What this task involves
Output every line of the entries from the line containing "Put a point on every instance of the wooden" through the last, exactly, with no other content.

Stored records
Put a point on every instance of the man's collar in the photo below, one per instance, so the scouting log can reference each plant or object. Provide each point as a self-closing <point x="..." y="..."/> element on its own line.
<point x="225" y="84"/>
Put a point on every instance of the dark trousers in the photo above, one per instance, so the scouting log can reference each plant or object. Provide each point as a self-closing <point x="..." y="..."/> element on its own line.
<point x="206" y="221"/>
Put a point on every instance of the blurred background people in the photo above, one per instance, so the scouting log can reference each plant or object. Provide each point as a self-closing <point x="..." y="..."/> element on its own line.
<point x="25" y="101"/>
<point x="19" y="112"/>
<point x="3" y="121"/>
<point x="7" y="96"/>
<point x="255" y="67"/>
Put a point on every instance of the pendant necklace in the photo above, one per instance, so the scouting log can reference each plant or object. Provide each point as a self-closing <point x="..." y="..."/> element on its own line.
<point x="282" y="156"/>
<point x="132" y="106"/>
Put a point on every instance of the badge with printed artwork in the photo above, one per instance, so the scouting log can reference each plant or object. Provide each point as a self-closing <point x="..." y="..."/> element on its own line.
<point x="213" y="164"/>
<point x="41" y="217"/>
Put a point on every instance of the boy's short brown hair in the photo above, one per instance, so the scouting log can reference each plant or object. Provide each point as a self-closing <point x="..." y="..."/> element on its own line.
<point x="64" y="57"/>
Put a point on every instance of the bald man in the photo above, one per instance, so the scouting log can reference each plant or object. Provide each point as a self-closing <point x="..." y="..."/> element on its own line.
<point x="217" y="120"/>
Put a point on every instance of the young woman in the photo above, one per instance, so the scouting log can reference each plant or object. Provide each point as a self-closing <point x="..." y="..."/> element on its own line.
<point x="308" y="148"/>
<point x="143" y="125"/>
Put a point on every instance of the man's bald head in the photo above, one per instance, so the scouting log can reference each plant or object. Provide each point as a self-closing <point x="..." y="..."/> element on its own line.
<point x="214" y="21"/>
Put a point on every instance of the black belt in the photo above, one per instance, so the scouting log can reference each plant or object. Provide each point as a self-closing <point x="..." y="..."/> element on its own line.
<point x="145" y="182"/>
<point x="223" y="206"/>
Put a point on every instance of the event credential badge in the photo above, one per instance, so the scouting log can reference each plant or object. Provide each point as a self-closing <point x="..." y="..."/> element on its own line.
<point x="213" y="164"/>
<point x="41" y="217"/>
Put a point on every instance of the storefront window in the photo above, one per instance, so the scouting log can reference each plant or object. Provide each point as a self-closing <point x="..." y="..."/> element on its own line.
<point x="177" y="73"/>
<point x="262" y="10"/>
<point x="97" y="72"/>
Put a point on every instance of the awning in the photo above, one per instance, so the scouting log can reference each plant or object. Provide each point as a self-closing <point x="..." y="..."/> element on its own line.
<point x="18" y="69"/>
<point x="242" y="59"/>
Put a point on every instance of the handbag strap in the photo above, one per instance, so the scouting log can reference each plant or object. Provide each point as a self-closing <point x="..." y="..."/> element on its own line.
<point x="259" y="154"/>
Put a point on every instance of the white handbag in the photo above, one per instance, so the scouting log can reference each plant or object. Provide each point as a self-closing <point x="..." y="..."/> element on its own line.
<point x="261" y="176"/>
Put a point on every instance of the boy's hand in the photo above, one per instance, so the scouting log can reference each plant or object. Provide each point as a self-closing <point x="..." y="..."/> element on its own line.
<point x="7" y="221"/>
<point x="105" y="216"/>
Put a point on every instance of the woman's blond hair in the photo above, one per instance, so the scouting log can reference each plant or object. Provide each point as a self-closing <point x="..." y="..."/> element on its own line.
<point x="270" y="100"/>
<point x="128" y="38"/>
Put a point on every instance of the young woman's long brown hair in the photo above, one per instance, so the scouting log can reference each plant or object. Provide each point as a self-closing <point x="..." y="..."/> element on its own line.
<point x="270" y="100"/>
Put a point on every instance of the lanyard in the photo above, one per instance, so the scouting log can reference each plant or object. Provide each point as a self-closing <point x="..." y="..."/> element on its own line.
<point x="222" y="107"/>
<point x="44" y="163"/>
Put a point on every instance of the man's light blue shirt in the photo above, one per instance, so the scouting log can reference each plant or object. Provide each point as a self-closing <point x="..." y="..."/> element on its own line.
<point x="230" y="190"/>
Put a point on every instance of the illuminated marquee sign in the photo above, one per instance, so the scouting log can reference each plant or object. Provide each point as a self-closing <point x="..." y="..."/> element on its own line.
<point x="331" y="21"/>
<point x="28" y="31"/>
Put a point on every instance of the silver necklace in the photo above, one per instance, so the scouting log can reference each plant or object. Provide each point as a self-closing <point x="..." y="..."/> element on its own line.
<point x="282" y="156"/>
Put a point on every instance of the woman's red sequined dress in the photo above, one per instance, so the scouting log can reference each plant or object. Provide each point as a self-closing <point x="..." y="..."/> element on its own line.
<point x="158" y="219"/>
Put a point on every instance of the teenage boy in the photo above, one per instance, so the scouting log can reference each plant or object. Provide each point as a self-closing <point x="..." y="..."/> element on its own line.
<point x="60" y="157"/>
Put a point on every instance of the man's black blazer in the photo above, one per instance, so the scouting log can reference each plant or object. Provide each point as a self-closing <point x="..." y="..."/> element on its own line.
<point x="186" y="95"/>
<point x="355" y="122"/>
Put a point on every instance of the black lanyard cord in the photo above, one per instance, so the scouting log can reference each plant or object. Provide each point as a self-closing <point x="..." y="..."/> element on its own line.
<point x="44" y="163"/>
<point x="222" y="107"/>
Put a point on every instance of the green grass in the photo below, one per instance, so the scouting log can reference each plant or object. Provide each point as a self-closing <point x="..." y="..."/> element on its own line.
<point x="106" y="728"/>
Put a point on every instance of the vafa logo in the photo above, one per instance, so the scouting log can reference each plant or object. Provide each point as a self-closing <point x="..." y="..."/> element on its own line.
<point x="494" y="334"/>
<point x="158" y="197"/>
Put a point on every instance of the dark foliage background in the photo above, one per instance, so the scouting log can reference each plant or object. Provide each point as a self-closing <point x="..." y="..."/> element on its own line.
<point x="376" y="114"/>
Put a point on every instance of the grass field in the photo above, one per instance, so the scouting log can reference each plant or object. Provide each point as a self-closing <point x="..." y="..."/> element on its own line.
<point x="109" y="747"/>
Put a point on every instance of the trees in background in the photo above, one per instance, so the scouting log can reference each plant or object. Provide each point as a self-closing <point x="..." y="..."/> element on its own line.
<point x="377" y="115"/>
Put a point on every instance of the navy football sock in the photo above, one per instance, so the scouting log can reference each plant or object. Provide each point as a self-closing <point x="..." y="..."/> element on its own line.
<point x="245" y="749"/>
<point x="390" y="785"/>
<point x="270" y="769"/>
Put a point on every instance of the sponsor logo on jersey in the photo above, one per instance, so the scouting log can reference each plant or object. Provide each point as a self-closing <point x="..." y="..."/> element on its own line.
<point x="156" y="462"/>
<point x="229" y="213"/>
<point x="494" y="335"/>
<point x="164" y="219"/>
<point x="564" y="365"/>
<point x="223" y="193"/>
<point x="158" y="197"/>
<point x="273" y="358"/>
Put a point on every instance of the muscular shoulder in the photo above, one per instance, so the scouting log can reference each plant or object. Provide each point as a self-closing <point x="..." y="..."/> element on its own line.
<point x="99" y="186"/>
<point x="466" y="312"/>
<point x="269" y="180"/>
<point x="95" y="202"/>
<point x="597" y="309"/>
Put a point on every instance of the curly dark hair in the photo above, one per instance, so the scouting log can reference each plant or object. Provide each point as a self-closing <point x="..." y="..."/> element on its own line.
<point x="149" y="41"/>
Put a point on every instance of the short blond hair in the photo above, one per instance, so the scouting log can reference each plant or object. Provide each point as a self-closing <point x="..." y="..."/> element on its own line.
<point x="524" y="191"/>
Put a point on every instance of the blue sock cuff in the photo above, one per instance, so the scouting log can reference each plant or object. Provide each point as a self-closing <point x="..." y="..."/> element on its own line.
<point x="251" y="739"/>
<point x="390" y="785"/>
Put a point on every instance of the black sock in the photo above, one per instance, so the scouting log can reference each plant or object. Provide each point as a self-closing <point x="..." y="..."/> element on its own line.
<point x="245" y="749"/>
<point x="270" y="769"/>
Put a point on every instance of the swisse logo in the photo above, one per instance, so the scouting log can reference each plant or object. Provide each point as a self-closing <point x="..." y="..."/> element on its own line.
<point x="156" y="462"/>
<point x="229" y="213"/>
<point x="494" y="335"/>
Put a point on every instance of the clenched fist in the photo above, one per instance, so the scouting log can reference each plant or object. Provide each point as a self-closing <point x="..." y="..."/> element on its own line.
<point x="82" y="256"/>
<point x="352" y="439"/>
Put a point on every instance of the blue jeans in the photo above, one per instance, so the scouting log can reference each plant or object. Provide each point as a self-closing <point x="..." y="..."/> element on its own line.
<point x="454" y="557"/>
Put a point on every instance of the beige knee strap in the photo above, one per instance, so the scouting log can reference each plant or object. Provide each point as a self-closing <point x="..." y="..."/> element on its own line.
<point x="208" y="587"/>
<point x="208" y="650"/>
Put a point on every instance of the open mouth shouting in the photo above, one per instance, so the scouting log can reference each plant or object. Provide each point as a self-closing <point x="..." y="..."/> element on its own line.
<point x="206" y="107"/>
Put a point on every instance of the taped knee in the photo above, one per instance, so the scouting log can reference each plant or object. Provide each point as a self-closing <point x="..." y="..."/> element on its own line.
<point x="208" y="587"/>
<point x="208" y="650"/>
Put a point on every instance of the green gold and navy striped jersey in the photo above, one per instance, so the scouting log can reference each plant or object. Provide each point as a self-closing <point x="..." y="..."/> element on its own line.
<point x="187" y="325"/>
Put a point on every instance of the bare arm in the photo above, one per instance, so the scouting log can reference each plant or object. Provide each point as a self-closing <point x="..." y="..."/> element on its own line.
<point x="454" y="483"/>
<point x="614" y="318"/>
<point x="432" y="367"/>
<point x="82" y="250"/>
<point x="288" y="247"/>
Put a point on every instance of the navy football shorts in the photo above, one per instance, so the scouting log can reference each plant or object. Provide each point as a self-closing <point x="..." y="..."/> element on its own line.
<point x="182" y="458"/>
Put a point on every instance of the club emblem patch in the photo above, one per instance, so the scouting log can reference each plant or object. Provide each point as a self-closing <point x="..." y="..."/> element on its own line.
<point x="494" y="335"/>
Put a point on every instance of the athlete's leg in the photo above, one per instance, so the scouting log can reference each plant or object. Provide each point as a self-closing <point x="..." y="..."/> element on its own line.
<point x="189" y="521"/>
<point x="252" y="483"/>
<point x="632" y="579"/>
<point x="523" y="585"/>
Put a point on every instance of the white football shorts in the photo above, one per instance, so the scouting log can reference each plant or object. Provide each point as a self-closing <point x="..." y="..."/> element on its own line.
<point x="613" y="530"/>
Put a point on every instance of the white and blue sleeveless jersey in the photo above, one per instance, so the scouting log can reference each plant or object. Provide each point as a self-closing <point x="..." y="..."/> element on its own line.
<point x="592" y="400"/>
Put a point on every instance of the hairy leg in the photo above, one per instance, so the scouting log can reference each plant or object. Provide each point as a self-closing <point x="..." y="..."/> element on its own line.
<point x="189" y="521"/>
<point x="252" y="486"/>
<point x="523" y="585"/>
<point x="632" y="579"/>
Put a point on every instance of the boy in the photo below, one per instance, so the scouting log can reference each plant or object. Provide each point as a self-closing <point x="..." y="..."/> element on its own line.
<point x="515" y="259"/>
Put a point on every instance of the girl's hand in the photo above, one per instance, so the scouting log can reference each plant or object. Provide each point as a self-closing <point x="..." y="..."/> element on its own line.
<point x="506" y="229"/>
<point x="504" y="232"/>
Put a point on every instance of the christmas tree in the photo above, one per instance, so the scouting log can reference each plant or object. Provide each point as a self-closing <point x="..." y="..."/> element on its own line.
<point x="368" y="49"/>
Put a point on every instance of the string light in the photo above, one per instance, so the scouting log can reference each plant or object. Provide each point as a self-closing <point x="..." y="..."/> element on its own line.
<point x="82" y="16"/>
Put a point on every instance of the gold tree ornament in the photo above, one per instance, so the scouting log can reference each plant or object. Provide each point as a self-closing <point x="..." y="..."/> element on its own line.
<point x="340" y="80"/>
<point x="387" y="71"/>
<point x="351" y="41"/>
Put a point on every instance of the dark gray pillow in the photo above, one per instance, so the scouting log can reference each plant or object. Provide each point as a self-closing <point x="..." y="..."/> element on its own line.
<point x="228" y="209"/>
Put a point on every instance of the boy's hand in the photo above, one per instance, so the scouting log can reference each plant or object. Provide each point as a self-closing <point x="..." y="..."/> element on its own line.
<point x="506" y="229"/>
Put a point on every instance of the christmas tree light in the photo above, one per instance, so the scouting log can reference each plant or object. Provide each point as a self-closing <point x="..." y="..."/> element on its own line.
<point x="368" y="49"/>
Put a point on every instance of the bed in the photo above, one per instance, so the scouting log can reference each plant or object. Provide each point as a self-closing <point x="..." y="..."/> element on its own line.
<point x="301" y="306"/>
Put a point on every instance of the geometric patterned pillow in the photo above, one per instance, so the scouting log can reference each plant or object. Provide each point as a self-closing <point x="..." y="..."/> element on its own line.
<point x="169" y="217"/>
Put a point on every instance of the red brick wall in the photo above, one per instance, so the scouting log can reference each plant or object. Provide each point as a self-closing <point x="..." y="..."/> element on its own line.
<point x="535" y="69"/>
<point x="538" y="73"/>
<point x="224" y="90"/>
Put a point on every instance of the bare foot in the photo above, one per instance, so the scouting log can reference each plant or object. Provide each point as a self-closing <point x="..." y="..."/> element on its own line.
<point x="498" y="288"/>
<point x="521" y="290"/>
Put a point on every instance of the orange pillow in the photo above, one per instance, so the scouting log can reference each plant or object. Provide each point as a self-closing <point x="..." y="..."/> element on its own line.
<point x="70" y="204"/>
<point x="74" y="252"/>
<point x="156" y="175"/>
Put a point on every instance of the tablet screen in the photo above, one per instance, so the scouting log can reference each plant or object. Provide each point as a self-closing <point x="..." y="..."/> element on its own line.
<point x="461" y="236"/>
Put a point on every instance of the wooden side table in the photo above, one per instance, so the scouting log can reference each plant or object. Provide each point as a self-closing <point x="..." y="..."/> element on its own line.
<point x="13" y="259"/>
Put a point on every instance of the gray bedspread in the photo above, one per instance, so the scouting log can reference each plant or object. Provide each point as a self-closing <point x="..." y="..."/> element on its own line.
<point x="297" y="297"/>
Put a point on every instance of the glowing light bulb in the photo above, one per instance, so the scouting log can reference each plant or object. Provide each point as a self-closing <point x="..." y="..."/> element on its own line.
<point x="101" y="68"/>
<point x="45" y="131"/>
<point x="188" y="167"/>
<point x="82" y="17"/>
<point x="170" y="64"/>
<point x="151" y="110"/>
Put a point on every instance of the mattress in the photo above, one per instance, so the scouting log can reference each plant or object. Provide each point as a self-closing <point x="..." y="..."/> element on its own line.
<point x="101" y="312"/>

Expected answer
Put a point on every instance of the wooden side table in the photo above, one per instance, so the scouting log can reference each plant or object. Provide each point as a self-closing <point x="..." y="..."/> element on its own line.
<point x="13" y="259"/>
Put a point on every instance of the gray bedspread in the photo above, one per instance, so the scouting log can reference each plant or object. Provide each point as a self-closing <point x="..." y="..."/> element on its own line.
<point x="297" y="297"/>
Put a point on every instance of the glowing light bulb in the photo above, one per instance, so the scouting log can reference each plant or object. Provide each point as a self-closing <point x="..." y="..."/> element on its own line.
<point x="101" y="68"/>
<point x="45" y="131"/>
<point x="188" y="167"/>
<point x="82" y="17"/>
<point x="170" y="64"/>
<point x="151" y="110"/>
Put a point on every instance of the mattress in the photo above, one per instance, so the scouting log can reference each plant or object. Provide each point as a self-closing <point x="..." y="..."/> element on its own line.
<point x="101" y="312"/>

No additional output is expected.